What to produce:
Copy the listing below in full and skip every picture.

++++ Source material

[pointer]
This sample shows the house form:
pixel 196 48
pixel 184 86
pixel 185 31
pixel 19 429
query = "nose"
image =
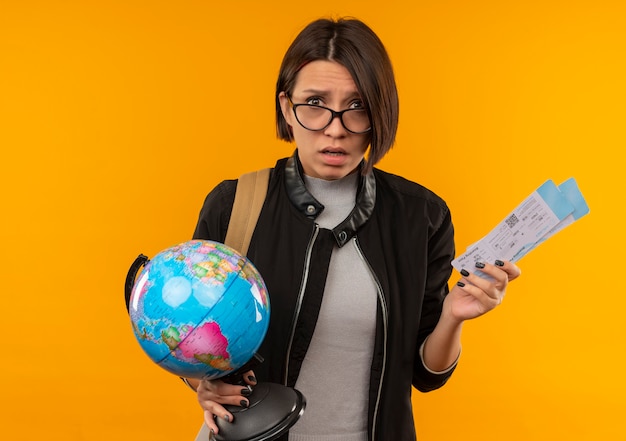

++++++++

Output of the task:
[pointer]
This sample shows the house form:
pixel 196 48
pixel 184 86
pixel 185 31
pixel 19 429
query = "nose"
image =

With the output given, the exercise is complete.